> _REQUIRED TASK_:
Reproduce every entry exactly.

> _EXTRACTED MATERIAL_:
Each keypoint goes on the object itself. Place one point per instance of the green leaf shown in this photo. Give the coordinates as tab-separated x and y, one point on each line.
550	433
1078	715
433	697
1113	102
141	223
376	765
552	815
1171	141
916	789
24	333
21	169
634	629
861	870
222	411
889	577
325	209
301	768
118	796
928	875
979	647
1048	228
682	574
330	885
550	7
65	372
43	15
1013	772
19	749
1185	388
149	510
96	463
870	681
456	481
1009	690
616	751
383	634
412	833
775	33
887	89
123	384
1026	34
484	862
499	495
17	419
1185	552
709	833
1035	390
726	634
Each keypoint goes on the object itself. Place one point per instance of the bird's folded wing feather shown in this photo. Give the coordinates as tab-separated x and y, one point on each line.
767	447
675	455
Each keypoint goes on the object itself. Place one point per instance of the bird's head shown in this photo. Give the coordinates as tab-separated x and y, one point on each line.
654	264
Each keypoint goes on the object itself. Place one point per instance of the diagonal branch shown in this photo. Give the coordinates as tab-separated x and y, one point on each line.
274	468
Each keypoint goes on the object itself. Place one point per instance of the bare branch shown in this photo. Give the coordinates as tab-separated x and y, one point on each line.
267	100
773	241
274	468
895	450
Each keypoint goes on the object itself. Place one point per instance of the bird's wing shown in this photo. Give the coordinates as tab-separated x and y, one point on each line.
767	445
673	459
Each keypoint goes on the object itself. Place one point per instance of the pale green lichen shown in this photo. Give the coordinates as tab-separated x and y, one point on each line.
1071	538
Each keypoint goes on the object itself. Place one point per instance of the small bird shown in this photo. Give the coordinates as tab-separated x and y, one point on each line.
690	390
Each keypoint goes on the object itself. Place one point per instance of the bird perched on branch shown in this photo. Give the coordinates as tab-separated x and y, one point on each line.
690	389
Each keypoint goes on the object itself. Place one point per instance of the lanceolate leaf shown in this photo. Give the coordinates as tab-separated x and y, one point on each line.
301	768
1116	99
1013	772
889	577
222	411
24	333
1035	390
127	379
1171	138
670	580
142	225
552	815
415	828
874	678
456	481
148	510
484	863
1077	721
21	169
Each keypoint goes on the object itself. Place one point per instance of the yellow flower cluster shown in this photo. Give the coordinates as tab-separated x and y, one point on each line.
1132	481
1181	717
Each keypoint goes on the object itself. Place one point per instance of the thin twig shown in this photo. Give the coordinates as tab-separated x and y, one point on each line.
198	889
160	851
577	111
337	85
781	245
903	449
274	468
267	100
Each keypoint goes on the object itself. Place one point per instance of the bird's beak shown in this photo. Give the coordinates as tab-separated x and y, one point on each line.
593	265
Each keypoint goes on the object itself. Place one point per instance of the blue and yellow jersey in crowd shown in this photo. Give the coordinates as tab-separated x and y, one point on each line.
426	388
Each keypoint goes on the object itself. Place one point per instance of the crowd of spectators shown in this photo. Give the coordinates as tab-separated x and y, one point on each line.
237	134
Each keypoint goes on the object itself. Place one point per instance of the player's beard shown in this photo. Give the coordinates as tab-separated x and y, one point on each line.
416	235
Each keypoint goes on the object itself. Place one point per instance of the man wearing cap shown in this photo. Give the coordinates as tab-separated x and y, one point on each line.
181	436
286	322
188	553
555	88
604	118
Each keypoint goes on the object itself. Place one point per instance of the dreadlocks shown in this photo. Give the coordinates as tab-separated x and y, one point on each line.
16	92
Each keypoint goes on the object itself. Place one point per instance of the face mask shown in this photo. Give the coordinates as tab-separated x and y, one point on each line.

> _COMPLETE OUTPUT_:
Each keypoint goes on the object itself. Place one point per instance of the green leaf shown in this photo. Give the coordinates as tab-separated x and y, one point on each line.
550	433
1078	715
433	697
1113	102
141	223
376	765
552	815
1171	141
916	789
24	333
21	169
634	629
861	870
222	411
889	577
325	209
301	768
118	796
928	875
979	647
1048	228
682	574
330	885
550	7
65	372
43	15
1013	772
19	749
1185	388
149	510
96	463
870	681
456	481
1009	690
616	751
383	634
412	833
775	33
887	89
123	384
1026	34
484	862
499	495
17	419
1185	552
709	833
1035	390
726	634
Each keypoint goes on the object itself. Place one point per instance of the bird's folded wing feather shown in this photo. Give the coordinates as tab-separated x and y, one point on each line.
767	447
675	455
Each keypoint goes on the object itself. Place one point per instance of the bird's head shown in this photo. Give the coordinates as tab-separated x and y, one point on each line.
654	264
Each keypoint goes on the object itself. Place one point per instance of the diagonal branch shown in this photo. Give the coordinates as tab-separated x and y, one point on each line.
274	468
Each keypoint goes on the object itself. Place one point per instance of the bare branch shown in this photo. Give the coordinates as tab-separated x and y, one point on each line.
267	100
773	241
274	468
895	450
Each keypoint goes on the object itself. Place one point per instance of the bird's wing shown in this photo. Give the coordinates as tab-separated x and y, one point on each line.
767	445
673	459
Each keypoint goes on the object itself. Place one point per instance of the pale green lichen shown in this photo. Give the coordinates as tab-separated x and y, one point on each line.
1071	538
Each keypoint goes on the object itself. Place one point per instance of the small bird shown in this photo. Give the coordinates as tab-separated x and y, one point on each line.
690	390
Each keypoint goes on the object itself. Place one point per instance of the bird perched on branch shown in this photo. Give the coordinates as tab-separated x and y, one point on each line.
690	389
Each keypoint goes on the object itself. Place one point per instance of the lanceolate leaf shown in this photo. Give the coordinates as tab-separated x and y, one point on each line.
301	768
1116	99
1013	772
889	577
222	411
24	333
1035	390
127	379
1171	138
670	580
142	225
552	815
415	828
874	678
456	481
148	510
484	863
1077	721
21	169
Each keypoint goes on the object itself. Place one point per instance of the yellow flower cluster shown in this photo. Give the coordinates as tab-separated x and y, one point on each line.
1132	481
1181	717
Each keypoint goes on the object itself. Place one point per instance of the thin twig shown in this photo. Give the coordinates as tab-separated x and y, one point on each line.
198	889
160	851
577	111
337	85
781	245
903	449
274	468
267	100
Each keypoint goes on the object itself. Place one point per instance of the bird's beak shown in this photo. Give the coordinates as tab-separated x and y, one point on each line.
593	265
Each keypoint goes on the object itself. Place one point per instance of the blue and yellow jersey in crowd shown in this photo. Give the coordinates as tab-separated x and y, one point on each line.
426	388
Each keypoint goes on the object itself. Place one point per instance of the crowd of spectators shown in this photo. Give the coordinates as tab-separated x and y, one point on each line.
237	134
Each keypoint goes on the object itself. Place one point per instance of the player's beard shown in this photo. Give the coordinates as tab-separated x and y, one point on each line.
416	235
Each keypoint goes on the object itself. Place one point per instance of the man wearing cap shown in this photo. Give the coordinates as tab-separated x and y, one point on each line.
181	436
286	322
188	553
555	88
604	118
Each keypoint goes on the object itself. Place one point per instance of the dreadlocks shown in this photo. Give the coordinates as tab-separated x and y, one point on each line.
16	92
Each keypoint goes on the object itself. Place one point per instance of the face mask shown in this photo. Give the coordinates as tab-separated x and y, one point on each line.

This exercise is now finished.